Work task 1 - Please list the factors lying outside the health system that the healthy ageing text names as determinants of chronic disease.
Work task 2 - Pick up the healthy ageing text after its final sentence and write what comes next.

Excerpted text -
══════════════════════════════
Focus on healthy ageing

The submission also addresses the MRFF aim of contributing to economic growth, which it states will be critically dependent upon ‘healthy ageing’ ‒ ensuring older Australians are able to engage productively in  the workforce and community.

“The Sax Institute recommends that the MRFF prioritise research to understand how to remain healthy and active in older age,” the submission states.

It says the MRFF could achieve this aim by funding research that:

  • Recognises the complex interaction of the many determinants of chronic disease, including factors that that lie outside the health system such as food systems, environments and workplaces.
  • Investing in research that draws on Australia’s excellent large cohort studies, which are the best mechanism for understanding the trajectories of ageing and the factors leading to healthy ageing and continued productivity.
══════════════════════════════
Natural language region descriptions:
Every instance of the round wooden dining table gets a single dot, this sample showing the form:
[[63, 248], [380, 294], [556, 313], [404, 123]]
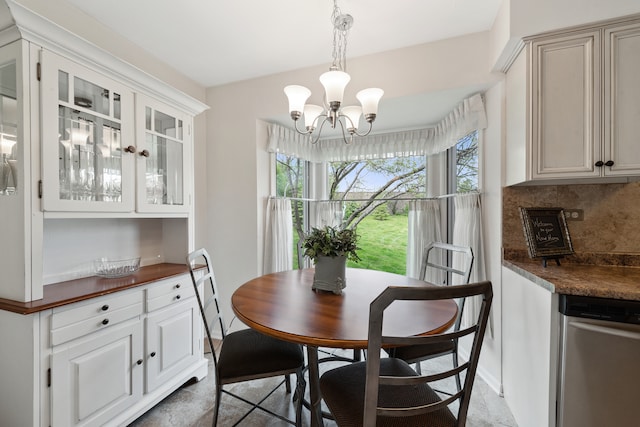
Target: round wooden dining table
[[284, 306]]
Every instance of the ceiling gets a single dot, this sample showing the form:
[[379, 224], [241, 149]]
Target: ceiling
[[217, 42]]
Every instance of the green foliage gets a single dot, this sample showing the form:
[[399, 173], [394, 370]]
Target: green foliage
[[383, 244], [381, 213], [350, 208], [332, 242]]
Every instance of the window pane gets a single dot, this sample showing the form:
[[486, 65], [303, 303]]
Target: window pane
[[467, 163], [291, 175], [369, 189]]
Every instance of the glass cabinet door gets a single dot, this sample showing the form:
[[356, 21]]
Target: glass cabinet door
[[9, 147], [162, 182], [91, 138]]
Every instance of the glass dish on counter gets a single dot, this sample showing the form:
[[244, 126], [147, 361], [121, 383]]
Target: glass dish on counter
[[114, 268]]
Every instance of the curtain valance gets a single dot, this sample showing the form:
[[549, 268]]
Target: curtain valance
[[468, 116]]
══════════════════════════════
Answer area 1 - Food systems, environments, workplaces

Answer area 2 -
Broader support for health services research

The Institute’s call to the MRFF to prioritise health services research was echoed in other MRFF submissions. The Innovative Research Universities (IRU) submission urged the MRFF to focus on facilitating the translation of research into health outcomes, and the continuous improvement and efficiency of healthcare delivery, which it described as areas where the current health and medical research system were weak.

And in its submission, the Health Services Research Association for Australian and New Zealand suggests a National Centre for Health Services Research be established  to oversee both local and large-scale health services research and to develop the necessary infrastructure to ensure health services research reaches its potential to improve the health and wellbeing of all Australians.